▶ **Task directions**: Copy the text on Florida's drug, cosmetics, and bedding laws from "The Florida Drug and Cosmetics Act provides" up to and including "in the state.", switching "adulteration" to "contamination" everywhere it appears.

▶ **Document text**:
┌──
The Florida Drug and Cosmetics Act provides uniform legislation to be administered in conformity with the Federal Food, Drug, and Cosmetic Act and certain sections of the Federal Trade Commission Act. It aims to prohibit the false advertisement and the adulteration of drugs, devices, and cosmetics.

Product Scope

As the title of the Florida Drug and Cosmetics Act has explicitly indicated, this act applies to:

  • Drug
  • Medical devices
  • Cosmetics

Requirements

This Act forbids the adulteration, misbranding and false labeling of drugs, medical devices, and cosmetics products to be sold in the State of Florida. The Florida Drug and Cosmetics Act inherit the Federal Food, Drug, and Cosmetic Act to a large extent. However, it requires a specific permit that must be obtained in the state.

Documentation

This Act requires that importers or manufacturers of prescription drugs, medical devices, and cosmetics must obtain a permit before they can operate in the State of Florida.

You can visit Section 499.012 of the Florida Drug and Cosmetic Act to access the complete requirements of the permit application.

Labeling

The act requires that the packaging for drugs, medical devices, and cosmetics should bear a label containing enough information for consumers to understand the origin, identity, ingredients, or other information of the product. This includes the following:

  • Name and place of business of the manufacturer, repackager, or distributor
  • Indication of the quantity of the contents in terms of weight, measure, or numerical count
  • Quantity ingredients (if applicable)
  • Directions for use (if applicable)
  • Pathological warning (if applicable)

The latest three items don’t apply to cosmetics, as outlined in section 499.009 of the act.

Bedding Label Act

The Bedding Label Act establishes labeling requirements for beddings products that are entirely made of or contain used materials.

Product Scope

Products covered under the Bedding Label Act are products that are made of leather or other materials which are used for the purpose of sleeping or reclining. These products include:

Requirements

This act requires that any covered bedding product sold in the State of Florida containing previously used materials should bear a conspicuous label notifying the consumer of this fact. Notice that in this case “used materials” do not include new materials made of recycled materials.

Labeling

The Act requires that the label must be firmly stitched or attached to the bedding product in a conspicuous way. The dimension of this label is to be at least 1 by 2 inches. The label should contain a statement that the bedding product is made of or contained used materials and declare the amount of the used materials present in the bedding.
└──
▶ **Dataset extract**:
┌──
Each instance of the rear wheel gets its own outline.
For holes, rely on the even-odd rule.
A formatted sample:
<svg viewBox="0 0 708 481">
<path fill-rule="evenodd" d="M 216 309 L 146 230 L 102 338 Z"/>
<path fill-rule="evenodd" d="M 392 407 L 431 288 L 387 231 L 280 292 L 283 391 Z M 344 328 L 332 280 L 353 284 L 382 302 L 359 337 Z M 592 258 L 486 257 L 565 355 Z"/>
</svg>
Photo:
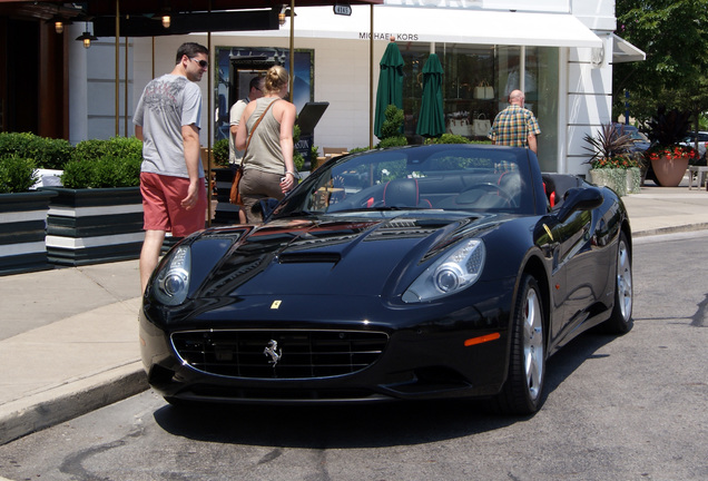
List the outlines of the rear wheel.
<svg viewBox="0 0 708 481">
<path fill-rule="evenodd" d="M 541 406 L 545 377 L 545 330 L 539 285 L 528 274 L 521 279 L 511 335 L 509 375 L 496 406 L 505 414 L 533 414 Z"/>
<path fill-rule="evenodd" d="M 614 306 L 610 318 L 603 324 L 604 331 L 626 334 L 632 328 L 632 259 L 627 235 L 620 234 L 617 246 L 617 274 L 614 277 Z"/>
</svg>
└──
▶ **Output for this task**:
The Florida Drug and Cosmetics Act provides uniform legislation to be administered in conformity with the Federal Food, Drug, and Cosmetic Act and certain sections of the Federal Trade Commission Act. It aims to prohibit the false advertisement and the contamination of drugs, devices, and cosmetics.

Product Scope

As the title of the Florida Drug and Cosmetics Act has explicitly indicated, this act applies to:

  • Drug
  • Medical devices
  • Cosmetics

Requirements

This Act forbids the contamination, misbranding and false labeling of drugs, medical devices, and cosmetics products to be sold in the State of Florida. The Florida Drug and Cosmetics Act inherit the Federal Food, Drug, and Cosmetic Act to a large extent. However, it requires a specific permit that must be obtained in the state.